— begin Excerpt —
Buck: Skylark

Skylark

A bit of history

Historically, Buck relied on a Python DSL to describe build files and macros. This enabled Buck users to implement many features without having to modify Buck's core. Although Python worked fine for local builds and small repositories, when used at scale, the ability to access the host environment and perform arbitrary actions without Buck's knowledge led to non-deterministic builds, hard-to-debug issues, and slow parsing.

To address some of these issues, we introduced features such as allow_unsafe_import(), but ultimately we were unable to provide proper sandboxing for deterministic parsing, and a new solution had to be put in place.

Present day

In order to tackle the limitations of the Python DSL parser, we added multiple-language support and a built-in parser for the Skylark language. The new parser provides an alternative to the Python DSL parser.

Enabling the Skylark parser

In order to enable Skylark support for your project, add the following section to your .buckconfig file.
— end Excerpt —
Stated problem 1 :: Show each line of the rows that contains the string "foliage".
— begin Entries supplied —
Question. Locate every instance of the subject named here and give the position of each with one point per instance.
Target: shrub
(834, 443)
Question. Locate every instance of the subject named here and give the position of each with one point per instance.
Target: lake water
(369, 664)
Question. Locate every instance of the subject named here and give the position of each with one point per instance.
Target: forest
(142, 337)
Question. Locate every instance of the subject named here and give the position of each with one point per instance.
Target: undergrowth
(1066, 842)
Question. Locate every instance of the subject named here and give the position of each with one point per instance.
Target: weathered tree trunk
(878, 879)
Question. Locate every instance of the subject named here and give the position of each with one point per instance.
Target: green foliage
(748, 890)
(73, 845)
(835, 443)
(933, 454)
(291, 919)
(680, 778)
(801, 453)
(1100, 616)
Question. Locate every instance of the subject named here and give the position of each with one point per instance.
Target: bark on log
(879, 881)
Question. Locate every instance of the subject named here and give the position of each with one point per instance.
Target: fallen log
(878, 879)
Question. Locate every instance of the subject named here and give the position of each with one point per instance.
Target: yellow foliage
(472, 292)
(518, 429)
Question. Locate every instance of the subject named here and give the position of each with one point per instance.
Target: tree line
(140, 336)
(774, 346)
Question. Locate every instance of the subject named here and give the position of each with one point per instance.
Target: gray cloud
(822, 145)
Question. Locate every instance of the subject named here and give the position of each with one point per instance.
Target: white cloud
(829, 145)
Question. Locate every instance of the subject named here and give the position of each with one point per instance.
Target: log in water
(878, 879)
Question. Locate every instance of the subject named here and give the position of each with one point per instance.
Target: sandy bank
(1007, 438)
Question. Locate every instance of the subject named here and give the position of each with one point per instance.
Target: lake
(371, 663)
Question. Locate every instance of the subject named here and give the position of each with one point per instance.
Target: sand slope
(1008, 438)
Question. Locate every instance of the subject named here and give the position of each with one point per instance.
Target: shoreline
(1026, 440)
— end Entries supplied —
Stated problem 2 :: Update the Skylark page from "Present day" up to and including "your .buckconfig file.", changing every "Python DSL parser" to "legacy Python parser".

Full solution 1 ::
Target: green foliage
Target: yellow foliage

Full solution 2 ::
Present day

In order to tackle the limitations of the legacy Python parser, we added multiple-language support and a built-in parser for the Skylark language. The new parser provides an alternative to the legacy Python parser.

Enabling the Skylark parser

In order to enable Skylark support for your project, add the following section to your .buckconfig file.